Excerpt ->
———

Moreover, the formation of a feature on, connected to, and/or coupled to another feature in the present disclosure that follows may include embodiments in which the features are formed in direct contact, and may also include embodiments in which additional features may be formed interposing the features, such that the features may not be in direct contact. In addition, spatially relative terms, for example, “lower,” “upper,” “horizontal,” “vertical,” “above,” “over,” “below,” “beneath,” “up,” “down,” “top,” “bottom,” etc. as well as derivatives thereof (e.g., “horizontally,” “downwardly,” “upwardly,” etc.) are used for ease of the present disclosure of one feature's relationship to another feature. The spatially relative terms are intended to cover different orientations of the device including the features.
Further, when a number or a range of numbers is described with “about,” “approximate,” and the like, the term is intended to encompass numbers that are within a reasonable range considering variations that inherently arise during manufacturing as understood by one of ordinary skill in the art. For example, the number or range of numbers encompasses a reasonable range including the number described, such as within +/−10% of the number described, based on known manufacturing tolerances associated with manufacturing a feature having a characteristic associated with the number. For example, a material layer having a thickness of “about 5 nm” can encompass a dimension range from 4.25 nm to 5.75 nm where manufacturing tolerances associated with depositing the material layer are known to be +/−15% by one of ordinary skill in the art. Still further, the present disclosure may repeat reference numerals and/or letters in the various examples. This repetition is for the purpose of simplicity and clarity and does not in itself dictate a relationship between the various embodiments and/or configurations discussed.

———

Data listing ->
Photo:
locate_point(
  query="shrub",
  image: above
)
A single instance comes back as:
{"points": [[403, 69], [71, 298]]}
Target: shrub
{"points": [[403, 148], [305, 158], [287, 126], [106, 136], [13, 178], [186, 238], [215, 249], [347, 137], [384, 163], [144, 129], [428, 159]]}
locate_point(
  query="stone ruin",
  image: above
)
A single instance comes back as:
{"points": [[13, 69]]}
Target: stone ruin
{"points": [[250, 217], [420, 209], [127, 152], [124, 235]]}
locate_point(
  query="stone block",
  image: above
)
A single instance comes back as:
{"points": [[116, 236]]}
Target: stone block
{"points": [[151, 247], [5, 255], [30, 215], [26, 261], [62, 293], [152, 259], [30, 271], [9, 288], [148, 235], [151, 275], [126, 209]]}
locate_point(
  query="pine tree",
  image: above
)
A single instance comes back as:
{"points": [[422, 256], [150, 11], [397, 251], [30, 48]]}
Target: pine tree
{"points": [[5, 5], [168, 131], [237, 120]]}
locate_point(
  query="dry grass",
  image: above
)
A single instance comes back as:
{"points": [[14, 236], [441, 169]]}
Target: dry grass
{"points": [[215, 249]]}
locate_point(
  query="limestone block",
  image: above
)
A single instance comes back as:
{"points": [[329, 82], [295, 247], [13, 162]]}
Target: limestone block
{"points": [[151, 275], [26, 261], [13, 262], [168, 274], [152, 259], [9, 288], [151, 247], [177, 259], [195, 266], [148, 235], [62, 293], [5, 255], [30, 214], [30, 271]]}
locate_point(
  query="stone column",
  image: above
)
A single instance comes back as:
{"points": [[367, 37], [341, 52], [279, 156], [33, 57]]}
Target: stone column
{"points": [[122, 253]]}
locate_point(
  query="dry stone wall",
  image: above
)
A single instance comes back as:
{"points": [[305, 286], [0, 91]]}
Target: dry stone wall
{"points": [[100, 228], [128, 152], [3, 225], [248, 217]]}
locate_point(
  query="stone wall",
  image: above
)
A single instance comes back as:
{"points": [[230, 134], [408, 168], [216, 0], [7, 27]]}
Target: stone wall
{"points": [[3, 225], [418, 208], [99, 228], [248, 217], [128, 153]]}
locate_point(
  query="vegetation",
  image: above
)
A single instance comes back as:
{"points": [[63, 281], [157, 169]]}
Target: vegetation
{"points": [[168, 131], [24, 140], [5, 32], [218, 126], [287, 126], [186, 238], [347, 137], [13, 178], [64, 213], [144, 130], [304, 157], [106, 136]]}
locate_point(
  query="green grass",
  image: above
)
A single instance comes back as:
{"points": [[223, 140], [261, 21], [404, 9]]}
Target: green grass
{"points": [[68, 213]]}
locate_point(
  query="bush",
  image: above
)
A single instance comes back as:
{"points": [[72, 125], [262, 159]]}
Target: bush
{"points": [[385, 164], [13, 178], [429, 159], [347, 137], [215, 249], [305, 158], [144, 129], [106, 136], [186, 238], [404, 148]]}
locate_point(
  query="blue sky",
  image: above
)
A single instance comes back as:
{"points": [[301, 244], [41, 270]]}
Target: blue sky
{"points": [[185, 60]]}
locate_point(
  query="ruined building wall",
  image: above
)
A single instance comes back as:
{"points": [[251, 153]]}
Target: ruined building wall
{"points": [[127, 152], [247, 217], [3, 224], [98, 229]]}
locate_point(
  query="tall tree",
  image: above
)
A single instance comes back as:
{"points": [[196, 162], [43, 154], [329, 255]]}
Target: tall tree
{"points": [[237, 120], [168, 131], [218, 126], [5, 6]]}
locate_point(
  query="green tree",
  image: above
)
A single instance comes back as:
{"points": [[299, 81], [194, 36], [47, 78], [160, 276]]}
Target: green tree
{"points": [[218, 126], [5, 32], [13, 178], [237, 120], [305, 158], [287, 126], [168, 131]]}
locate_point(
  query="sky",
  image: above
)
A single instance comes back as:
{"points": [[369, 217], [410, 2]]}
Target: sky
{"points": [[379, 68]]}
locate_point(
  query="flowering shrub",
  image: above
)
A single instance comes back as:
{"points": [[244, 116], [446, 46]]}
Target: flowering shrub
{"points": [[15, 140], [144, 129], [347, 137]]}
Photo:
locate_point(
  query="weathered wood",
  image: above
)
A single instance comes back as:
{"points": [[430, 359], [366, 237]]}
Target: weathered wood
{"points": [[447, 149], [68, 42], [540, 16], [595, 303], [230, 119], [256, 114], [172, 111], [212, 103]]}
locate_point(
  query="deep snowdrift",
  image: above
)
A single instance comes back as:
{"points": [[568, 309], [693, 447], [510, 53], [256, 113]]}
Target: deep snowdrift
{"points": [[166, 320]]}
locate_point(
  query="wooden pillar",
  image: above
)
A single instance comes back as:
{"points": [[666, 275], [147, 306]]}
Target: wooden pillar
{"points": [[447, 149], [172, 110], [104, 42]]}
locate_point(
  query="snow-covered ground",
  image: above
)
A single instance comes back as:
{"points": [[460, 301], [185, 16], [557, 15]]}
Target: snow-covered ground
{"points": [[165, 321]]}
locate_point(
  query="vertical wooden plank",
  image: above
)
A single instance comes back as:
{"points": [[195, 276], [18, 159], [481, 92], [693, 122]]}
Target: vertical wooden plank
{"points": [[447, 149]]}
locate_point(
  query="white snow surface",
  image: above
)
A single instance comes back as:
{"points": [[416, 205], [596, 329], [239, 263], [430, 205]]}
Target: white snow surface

———

Parts of the exercise ->
(1) Retype the passage of the disclosure excerpt word for word, starting with "Moreover, the formation" and going on through "including the features.".
(2) Decide whether each statement agrees with the disclosure excerpt. Answer yes or no, and quote the deciding words of the excerpt. (a) Features formed on one another are always in direct contact. (b) A layer described as "about 5 nm" thick can span 4.25 nm to 5.75 nm when deposition tolerances are +/−15%. (c) Repeated reference numerals show a relationship between the various embodiments.
(3) Proceed with the disclosure excerpt from the point where it stops.

Answers in order ->
(1)
Moreover, the formation of a feature on, connected to, and/or coupled to another feature in the present disclosure that follows may include embodiments in which the features are formed in direct contact, and may also include embodiments in which additional features may be formed interposing the features, such that the features may not be in direct contact. In addition, spatially relative terms, for example, “lower,” “upper,” “horizontal,” “vertical,” “above,” “over,” “below,” “beneath,” “up,” “down,” “top,” “bottom,” etc. as well as derivatives thereof (e.g., “horizontally,” “downwardly,” “upwardly,” etc.) are used for ease of the present disclosure of one feature's relationship to another feature. The spatially relative terms are intended to cover different orientations of the device including the features.

(2)
(a) No: "such that the features may not be in direct contact."
(b) Yes: "a material layer having a thickness of “about 5 nm” can encompass a dimension range from 4.25 nm to 5.75 nm where manufacturing tolerances associated with depositing the material layer are known to be +/−15%"
(c) No: "does not in itself dictate a relationship between the various embodiments and/or configurations discussed."

(3)
An image sensor may include an array of pixels arranged in two dimensions. Each of the pixels includes a photodiode and a number of transistors (e.g., transfer gate transistor) formed in a pixel region. Generally, the photodiode includes an n-type region having a gradient doping profile to increase charge transfer from the photodiode to a floating diffusion region of the pixel. According to the gradient doping profile, a dopant concentration of an upper portion of the n-type region that is closer to a gate structure of the transfer gate transistor is higher than a dopant concentration of a lower portion of the n-type region of the photodiode that is further away from that gate structure. In some existing technologies, form the n-type region of the photodiode in a small pixel includes forming a thick photoresist layer over a p-type substrate, patterning the thick photoresist layer to form a patterned thick photoresist layer, and performing ion implantation processes while using the patterned thick photoresist layer as an implantation mask. However, for devices having small pixel pitches, the patterned thick photoresist layer may collapse due to its high aspect ratio (i.e., a ratio of its thickness to its width), leading to unsatisfactory implantation results and degraded pixel's performance. In addition, deep trench isolation (DTI) structures have been picked as a promising approach for isolating neighboring pixels of CMOS image sensors. During the manufacturing of the image sensors, surface defects (e.g., dangling bonds) may be formed in a region of a semiconductor substrate adjacent to the sidewall of the DTI structure. Such surface defects may thermally generate electric charges even without any incident light. If left untreated, the surface defects may produce dark currents, leading to white pixels. It is desirable to increase passivation along the entire sidewall of the DTI structure to reduce the surface defects.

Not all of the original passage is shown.